What needs to be done
Which lines in the rows below contain the word "crate"? Report each of those lines in full.

--- START OF Input material ---

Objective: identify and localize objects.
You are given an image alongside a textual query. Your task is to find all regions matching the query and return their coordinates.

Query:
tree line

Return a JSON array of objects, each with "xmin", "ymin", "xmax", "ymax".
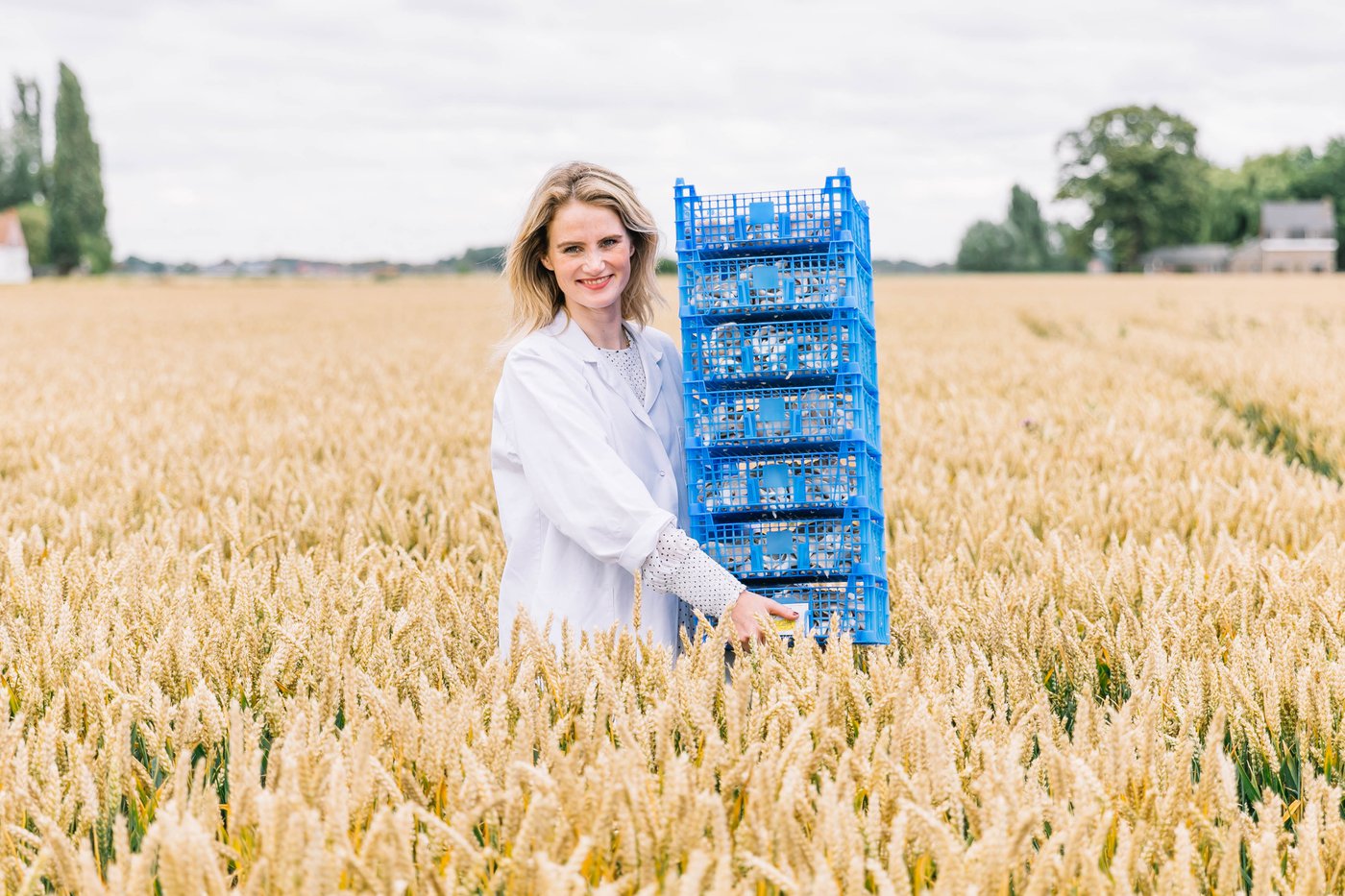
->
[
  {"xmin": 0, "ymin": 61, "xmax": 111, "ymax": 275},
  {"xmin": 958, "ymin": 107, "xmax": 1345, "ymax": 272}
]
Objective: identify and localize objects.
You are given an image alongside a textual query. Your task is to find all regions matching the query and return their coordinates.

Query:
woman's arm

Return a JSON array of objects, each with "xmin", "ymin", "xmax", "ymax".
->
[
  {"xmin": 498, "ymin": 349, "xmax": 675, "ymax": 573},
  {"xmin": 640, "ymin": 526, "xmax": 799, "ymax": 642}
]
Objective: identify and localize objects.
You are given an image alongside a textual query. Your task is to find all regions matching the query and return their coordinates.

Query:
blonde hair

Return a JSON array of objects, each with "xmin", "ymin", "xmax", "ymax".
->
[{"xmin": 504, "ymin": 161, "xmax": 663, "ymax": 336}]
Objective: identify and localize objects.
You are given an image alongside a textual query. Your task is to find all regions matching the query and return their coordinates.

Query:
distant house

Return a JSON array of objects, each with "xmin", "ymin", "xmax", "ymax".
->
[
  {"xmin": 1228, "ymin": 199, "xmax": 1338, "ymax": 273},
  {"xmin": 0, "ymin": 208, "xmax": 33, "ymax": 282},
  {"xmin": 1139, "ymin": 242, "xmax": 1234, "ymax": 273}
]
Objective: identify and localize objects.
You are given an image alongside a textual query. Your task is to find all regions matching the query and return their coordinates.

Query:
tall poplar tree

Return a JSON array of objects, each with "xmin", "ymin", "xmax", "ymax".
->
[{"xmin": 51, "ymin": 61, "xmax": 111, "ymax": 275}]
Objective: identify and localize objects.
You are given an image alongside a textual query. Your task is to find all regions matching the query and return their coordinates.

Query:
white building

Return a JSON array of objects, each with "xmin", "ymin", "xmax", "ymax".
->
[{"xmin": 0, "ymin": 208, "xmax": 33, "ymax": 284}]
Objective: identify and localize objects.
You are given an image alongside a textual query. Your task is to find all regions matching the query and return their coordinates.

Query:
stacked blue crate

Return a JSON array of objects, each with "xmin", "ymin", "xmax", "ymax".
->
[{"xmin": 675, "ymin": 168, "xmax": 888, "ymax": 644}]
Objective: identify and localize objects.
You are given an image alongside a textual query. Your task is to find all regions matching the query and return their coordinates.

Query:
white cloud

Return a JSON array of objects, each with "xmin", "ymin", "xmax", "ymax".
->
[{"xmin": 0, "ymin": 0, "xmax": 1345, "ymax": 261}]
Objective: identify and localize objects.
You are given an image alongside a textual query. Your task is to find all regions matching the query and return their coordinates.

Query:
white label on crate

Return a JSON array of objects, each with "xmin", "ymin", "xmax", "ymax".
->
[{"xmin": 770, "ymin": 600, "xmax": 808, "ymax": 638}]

--- END OF Input material ---

Output for this exercise
stacked blue crate
white label on crate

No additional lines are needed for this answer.